- [OBJECTIVE] From the Gauss's Law solution, please list every step heading in the order the steps appear.

- [GIVEN TEXT]
● ● ● ●

Solution and Explanation

Step 1: State Gauss's Law.
According to Gauss's Law, the total electric flux through any closed surface equals the total charge enclosed divided by the permittivity of free space: \[ \Phi = \frac{Q_{\text{enclosed}}}{\varepsilon_0} \]
Step 2: Identify the positions of all charges.
Charges of magnitude $q$ are placed on the $x$-axis at the origin and at every $1\,\text{cm}$ in both directions. So charges are at $x = 0, \pm 1, \pm 2, \pm 3, \ldots\,\text{cm}$.
Step 3: Determine which charges lie inside the sphere.
The spherical Gaussian surface has radius $2.5\,\text{cm}$ centered at the origin. A charge at position $x$ is inside the sphere if $|x| < 2.5\,\text{cm}$. Checking each position: $x = 0$ (inside), $x = \pm 1\,\text{cm}$ (inside), $x = \pm 2\,\text{cm}$ (inside), $x = \pm 3\,\text{cm}$ (outside, since $3 > 2.5$).
Step 4: Count the enclosed charges.

● ● ● ●

Some records
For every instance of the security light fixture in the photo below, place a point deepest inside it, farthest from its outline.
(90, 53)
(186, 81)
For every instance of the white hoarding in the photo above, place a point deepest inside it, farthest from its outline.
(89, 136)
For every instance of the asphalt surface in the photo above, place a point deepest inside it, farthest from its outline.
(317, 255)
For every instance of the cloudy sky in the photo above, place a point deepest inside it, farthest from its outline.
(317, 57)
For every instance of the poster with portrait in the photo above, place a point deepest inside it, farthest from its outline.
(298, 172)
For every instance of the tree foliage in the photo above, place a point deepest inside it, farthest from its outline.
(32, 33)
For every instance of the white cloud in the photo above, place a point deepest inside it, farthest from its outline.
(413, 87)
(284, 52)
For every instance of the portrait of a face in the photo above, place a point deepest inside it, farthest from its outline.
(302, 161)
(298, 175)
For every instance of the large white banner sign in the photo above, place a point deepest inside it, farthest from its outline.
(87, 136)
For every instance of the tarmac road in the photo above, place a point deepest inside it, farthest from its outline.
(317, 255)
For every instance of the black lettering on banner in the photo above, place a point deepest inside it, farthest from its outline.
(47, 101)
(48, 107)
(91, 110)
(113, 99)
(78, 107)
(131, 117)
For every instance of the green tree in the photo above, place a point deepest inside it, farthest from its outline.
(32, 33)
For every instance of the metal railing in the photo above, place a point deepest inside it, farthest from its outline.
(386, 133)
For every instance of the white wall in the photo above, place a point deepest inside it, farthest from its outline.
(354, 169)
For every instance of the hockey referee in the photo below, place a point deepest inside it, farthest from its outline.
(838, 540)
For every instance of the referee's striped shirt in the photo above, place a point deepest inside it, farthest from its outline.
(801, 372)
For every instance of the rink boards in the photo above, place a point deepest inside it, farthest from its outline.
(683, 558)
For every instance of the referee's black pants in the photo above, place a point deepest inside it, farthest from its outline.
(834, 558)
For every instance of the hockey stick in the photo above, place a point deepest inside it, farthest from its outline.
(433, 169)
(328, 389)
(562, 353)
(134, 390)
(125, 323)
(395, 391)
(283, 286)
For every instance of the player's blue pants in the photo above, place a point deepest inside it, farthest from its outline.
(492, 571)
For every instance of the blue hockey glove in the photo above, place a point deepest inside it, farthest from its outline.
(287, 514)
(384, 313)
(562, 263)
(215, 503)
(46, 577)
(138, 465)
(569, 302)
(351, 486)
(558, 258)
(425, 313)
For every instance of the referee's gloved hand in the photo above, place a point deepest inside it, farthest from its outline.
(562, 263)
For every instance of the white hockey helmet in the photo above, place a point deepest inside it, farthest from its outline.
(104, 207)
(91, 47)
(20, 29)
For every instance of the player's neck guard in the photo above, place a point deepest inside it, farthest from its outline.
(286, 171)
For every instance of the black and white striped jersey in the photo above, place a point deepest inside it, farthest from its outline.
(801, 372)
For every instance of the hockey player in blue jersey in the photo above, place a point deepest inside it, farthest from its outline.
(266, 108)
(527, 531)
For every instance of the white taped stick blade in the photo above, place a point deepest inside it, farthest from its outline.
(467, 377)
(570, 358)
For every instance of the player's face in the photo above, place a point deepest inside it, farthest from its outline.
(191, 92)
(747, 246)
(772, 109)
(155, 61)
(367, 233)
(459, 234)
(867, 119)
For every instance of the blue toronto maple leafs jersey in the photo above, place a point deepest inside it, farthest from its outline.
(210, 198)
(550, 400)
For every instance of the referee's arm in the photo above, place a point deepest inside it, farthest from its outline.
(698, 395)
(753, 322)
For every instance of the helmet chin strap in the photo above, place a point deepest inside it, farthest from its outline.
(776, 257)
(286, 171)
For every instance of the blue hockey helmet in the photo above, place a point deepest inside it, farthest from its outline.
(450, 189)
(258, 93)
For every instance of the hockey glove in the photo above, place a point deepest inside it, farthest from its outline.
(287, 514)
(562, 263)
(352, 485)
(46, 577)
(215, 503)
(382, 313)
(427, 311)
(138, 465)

● ● ● ●

- [TASK SOLUTION]
Step 1: State Gauss's Law.
Step 2: Identify the positions of all charges.
Step 3: Determine which charges lie inside the sphere.
Step 4: Count the enclosed charges.